**Written exercise A**
In the piece on Eric Baudelaire's work, how is an anabasis defined?

**Extracted text**
--

Changed States
Collaboration and conflict in the work of Eric Baudelaire
Collaboration and conflict in the work of Eric Baudelaire
‘I was going to leave Lebanon, without being there officially,’ says the voice of May Shigenobu over Super-8 footage of Beirut and Tokyo, clips of Japanese new wave movies and shots of a TV screening current-affairs programmes. Grainy images taken from a moving vehicle bumps along, meeting tranquil panoramic shots of mountains and sobering views of the aftermath of bombings. This mix of imagery in Eric Baudelaire’s 2011 film The Anabasis of May and Fusako Shigenobu, Masao Adachi and 27 Years Without Images is typical of the Paris-based artist’s work.
An anabasis is a journey into the unknown followed by a return home, in a changed state. It’s a concept that relates to each of the titular characters in Baudelaire’s film, while also describing the artist’s approach to filmmaking. We learn that May’s mother named her in commemoration of the May 1972 Japanese Red Army (JRA) killings at Lod Airport in Tel Aviv, which saw 27 people lose their lives in what was arguably the first suicide mission in modern Middle Eastern history. ‘May’ is also a homonym for the last syllable of kakumei, the Japanese word for revolution. In The Anabasis…, May tells of her clandestine childhood in Lebanon, where she was born in secret and shielded from her true identity until she was a teenager, for fear of reprisal for her parents’ revolutionary activities. The voice of Masao Adachi, the Japanese new wave film director and JRA ideologue who also lived undercover in Beirut, says that for ten years he acted as father to May, her real father having died in the Lod attack. We learn that Baudelaire shot this film of Beirut as part of a deal he made with Adachi: in return for helping the artist with his film, Adachi, who is grounded in Japan, requested footage of the city to use in his own next production.

--

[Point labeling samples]
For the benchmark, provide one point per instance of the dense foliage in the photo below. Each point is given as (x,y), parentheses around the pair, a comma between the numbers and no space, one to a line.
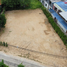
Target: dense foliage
(54,25)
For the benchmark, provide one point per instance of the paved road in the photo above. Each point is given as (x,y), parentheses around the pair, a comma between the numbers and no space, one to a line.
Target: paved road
(13,61)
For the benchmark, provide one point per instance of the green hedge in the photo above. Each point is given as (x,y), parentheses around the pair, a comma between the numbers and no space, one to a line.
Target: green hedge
(2,20)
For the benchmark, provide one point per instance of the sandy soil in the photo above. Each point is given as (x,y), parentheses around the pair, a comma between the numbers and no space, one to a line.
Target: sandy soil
(30,29)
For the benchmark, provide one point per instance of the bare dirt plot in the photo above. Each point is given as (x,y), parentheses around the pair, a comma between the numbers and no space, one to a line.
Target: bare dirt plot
(30,29)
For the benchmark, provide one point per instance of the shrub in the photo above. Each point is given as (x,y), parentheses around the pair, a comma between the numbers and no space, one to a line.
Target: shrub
(2,21)
(54,25)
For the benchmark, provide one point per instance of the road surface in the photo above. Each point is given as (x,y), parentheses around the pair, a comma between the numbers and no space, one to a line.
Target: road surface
(13,61)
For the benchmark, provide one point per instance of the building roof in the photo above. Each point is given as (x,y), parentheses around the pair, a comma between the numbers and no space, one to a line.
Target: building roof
(64,15)
(62,5)
(55,0)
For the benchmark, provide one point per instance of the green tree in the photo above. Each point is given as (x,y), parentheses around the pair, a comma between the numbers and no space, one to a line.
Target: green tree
(2,20)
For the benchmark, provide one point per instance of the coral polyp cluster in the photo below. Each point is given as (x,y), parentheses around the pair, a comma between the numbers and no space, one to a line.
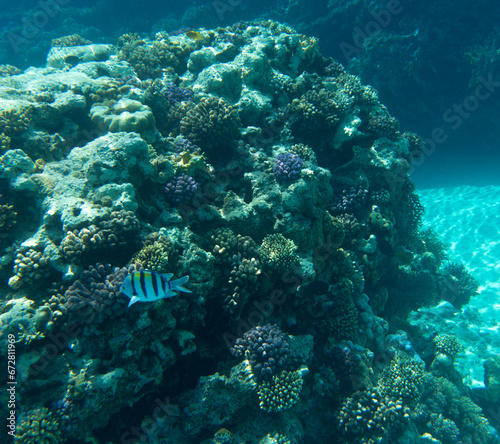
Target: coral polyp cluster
(276,187)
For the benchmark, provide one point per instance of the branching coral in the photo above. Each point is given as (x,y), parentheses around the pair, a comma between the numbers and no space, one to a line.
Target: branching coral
(281,392)
(96,296)
(404,379)
(457,285)
(278,253)
(370,417)
(266,348)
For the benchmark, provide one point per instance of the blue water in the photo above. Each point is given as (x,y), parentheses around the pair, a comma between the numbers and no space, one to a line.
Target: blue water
(436,69)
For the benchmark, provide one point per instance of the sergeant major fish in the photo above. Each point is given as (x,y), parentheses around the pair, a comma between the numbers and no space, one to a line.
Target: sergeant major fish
(148,286)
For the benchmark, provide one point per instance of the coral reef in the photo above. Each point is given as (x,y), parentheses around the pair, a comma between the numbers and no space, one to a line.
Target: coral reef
(281,392)
(267,350)
(288,166)
(278,253)
(242,158)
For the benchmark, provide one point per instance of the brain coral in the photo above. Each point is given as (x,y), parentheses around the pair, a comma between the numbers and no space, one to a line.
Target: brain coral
(125,115)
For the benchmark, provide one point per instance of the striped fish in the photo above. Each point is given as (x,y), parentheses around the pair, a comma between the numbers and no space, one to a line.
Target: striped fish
(148,286)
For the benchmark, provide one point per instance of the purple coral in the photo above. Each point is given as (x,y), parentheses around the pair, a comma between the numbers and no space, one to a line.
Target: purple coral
(176,94)
(348,200)
(288,166)
(266,348)
(181,189)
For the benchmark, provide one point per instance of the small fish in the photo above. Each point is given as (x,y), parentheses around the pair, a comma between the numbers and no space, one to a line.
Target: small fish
(194,35)
(315,288)
(148,286)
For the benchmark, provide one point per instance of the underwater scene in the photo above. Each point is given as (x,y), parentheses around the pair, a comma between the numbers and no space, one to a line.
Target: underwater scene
(235,222)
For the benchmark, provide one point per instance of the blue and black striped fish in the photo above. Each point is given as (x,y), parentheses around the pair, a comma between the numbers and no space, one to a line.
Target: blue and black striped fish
(148,286)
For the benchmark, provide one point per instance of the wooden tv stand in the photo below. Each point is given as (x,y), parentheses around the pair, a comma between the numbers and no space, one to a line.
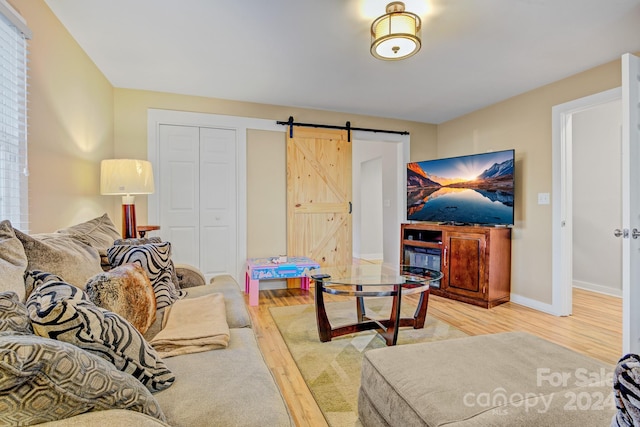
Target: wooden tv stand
(475,260)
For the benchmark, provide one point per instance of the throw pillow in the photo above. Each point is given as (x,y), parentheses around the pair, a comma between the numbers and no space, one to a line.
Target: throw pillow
(35,278)
(62,255)
(13,314)
(63,312)
(13,261)
(127,291)
(98,233)
(46,380)
(155,259)
(626,390)
(144,241)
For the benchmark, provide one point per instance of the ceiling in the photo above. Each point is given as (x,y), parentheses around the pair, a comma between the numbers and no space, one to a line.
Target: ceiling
(315,53)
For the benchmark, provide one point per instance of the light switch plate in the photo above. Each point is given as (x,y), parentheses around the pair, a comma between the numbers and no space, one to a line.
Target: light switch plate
(544,198)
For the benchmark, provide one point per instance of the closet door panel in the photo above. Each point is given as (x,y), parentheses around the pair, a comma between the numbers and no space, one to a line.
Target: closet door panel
(178,191)
(218,189)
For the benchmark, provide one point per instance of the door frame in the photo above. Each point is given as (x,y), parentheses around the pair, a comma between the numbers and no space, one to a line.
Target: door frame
(157,117)
(562,196)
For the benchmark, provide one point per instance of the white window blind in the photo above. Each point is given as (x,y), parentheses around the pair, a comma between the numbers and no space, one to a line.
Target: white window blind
(14,34)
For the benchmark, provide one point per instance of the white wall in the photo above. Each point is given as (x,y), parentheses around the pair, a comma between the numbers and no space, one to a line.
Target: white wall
(597,199)
(371,242)
(367,229)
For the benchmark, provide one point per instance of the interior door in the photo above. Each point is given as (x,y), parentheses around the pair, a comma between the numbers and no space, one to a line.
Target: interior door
(319,195)
(197,196)
(631,203)
(218,190)
(178,191)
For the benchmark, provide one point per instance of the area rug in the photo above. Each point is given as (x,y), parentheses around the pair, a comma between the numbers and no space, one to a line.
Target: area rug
(332,369)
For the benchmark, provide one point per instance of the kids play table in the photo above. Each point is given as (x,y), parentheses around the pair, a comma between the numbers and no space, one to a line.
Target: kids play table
(276,268)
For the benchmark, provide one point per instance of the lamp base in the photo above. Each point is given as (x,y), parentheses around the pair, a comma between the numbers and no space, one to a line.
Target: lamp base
(128,221)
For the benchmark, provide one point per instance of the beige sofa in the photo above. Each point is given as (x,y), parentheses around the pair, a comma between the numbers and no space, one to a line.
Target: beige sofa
(227,387)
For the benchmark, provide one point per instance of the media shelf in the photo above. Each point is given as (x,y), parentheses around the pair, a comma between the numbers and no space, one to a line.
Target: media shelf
(475,261)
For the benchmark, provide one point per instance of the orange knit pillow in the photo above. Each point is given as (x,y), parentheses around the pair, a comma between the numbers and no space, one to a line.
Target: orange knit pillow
(127,291)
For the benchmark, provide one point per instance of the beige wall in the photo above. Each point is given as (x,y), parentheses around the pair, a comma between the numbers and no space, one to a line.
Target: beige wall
(524,123)
(77,119)
(70,125)
(131,141)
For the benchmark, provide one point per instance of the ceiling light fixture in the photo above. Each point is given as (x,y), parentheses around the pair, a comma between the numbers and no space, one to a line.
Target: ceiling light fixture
(396,34)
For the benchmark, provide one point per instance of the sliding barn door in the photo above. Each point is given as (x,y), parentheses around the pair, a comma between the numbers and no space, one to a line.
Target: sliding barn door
(319,195)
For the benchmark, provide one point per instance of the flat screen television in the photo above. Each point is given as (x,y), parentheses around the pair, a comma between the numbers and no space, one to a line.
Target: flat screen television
(474,189)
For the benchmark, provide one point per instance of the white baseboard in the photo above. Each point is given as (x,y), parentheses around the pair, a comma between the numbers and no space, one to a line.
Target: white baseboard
(371,257)
(606,290)
(536,305)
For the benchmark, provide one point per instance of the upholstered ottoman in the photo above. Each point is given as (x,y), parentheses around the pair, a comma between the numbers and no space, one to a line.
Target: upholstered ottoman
(509,379)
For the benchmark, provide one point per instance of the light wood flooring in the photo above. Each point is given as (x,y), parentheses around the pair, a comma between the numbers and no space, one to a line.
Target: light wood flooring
(595,329)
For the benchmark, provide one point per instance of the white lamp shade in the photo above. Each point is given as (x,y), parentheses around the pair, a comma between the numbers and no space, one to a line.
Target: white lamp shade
(396,35)
(126,176)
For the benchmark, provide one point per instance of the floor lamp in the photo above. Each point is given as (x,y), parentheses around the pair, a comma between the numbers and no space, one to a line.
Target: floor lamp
(126,178)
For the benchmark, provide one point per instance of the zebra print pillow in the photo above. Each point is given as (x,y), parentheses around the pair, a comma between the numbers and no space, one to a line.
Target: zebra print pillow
(47,380)
(13,314)
(626,391)
(155,259)
(63,312)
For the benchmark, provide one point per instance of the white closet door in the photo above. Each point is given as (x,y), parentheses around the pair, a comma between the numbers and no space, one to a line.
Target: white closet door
(218,194)
(179,190)
(197,196)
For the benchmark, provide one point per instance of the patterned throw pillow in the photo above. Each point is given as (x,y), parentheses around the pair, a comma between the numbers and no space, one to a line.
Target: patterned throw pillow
(98,233)
(155,259)
(46,380)
(143,241)
(127,291)
(35,278)
(13,261)
(60,254)
(61,311)
(13,314)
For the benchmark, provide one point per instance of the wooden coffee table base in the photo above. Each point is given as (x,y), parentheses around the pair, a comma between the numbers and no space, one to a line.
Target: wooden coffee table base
(387,328)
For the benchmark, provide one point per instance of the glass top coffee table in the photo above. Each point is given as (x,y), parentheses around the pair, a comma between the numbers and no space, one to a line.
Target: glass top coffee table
(373,280)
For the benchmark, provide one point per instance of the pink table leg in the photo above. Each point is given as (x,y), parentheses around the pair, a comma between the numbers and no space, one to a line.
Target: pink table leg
(254,287)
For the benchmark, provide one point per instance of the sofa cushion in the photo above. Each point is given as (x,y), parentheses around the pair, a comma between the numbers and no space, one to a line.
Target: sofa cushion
(127,291)
(62,255)
(98,233)
(241,388)
(155,259)
(13,261)
(45,380)
(63,312)
(35,278)
(506,379)
(13,314)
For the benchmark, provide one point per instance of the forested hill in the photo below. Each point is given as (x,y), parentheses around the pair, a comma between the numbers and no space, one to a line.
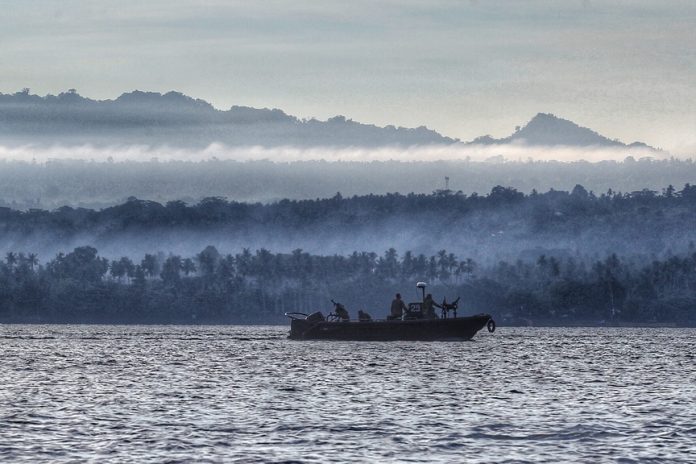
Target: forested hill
(504,224)
(550,130)
(258,287)
(174,119)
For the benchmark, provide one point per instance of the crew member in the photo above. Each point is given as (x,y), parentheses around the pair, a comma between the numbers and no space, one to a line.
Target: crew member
(428,307)
(397,309)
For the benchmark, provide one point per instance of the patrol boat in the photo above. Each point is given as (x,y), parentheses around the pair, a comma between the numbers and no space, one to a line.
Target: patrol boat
(413,324)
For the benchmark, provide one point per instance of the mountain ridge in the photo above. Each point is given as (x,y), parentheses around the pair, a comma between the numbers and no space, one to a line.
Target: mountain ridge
(173,118)
(546,129)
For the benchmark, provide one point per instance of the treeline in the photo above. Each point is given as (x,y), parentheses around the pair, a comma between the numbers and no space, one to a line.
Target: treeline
(547,209)
(91,184)
(258,287)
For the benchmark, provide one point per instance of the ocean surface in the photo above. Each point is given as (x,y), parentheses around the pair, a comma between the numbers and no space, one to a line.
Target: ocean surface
(247,394)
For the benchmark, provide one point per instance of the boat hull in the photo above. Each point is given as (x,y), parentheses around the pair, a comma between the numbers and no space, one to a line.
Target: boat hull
(461,328)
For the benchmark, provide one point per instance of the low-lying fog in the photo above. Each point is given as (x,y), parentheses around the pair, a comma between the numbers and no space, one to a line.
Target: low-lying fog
(95,178)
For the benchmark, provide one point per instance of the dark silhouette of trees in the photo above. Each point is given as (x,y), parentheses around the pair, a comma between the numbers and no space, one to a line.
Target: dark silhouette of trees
(258,287)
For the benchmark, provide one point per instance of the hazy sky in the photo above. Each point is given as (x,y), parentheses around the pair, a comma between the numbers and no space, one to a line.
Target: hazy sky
(465,68)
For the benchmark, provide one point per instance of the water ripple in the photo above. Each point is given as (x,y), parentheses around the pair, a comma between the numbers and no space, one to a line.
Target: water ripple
(211,394)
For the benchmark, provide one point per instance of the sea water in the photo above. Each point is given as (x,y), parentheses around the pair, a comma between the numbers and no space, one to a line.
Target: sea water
(234,393)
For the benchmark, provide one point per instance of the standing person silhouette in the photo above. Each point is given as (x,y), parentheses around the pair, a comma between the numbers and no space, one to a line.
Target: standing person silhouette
(397,308)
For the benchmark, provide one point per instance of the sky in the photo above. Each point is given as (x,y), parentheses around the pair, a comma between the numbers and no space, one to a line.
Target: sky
(625,68)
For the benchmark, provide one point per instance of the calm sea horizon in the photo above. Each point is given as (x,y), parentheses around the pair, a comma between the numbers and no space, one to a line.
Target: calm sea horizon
(246,393)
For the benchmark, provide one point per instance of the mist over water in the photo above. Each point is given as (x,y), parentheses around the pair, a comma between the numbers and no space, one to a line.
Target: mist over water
(283,154)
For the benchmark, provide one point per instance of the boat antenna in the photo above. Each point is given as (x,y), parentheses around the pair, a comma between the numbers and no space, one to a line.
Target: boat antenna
(422,286)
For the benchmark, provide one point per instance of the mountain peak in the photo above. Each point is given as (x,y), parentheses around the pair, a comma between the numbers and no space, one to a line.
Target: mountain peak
(546,129)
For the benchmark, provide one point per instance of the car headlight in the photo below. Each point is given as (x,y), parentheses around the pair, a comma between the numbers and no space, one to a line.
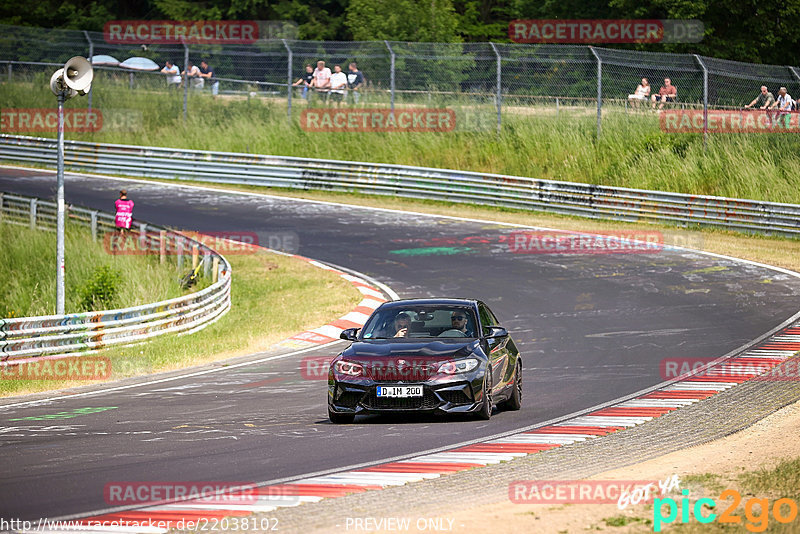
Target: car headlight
(458,366)
(349,368)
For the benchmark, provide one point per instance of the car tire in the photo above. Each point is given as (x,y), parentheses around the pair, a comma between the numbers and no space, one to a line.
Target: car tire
(340,418)
(514,401)
(485,413)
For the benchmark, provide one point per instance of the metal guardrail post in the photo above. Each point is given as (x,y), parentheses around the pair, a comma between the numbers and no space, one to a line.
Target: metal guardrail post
(91,54)
(705,99)
(599,90)
(288,80)
(499,96)
(391,73)
(32,213)
(93,222)
(185,79)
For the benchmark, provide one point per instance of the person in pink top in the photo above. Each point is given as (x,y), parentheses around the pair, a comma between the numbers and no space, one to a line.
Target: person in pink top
(124,215)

--

**Written exercise B**
Find every line in the listing that contains the string "person", matching case exactly, and copy each of those lines.

**Full solution A**
It is a journey into the unknown followed by a return home, in a changed state.

**Full solution B**
For the benchmark, provide one point per instance of the standing person silhouette in the photo above. Each point is given as (x,y), parentheses around the pair, a comma between the numbers and no space, one to a line.
Target: standing person silhouette
For the benchmark, provide one point per instance of the person in pink top in the photo above. Each point is given as (x,y), parentheses around the pair, a comma between the numbers and no space, one to a line.
Target: person in pink top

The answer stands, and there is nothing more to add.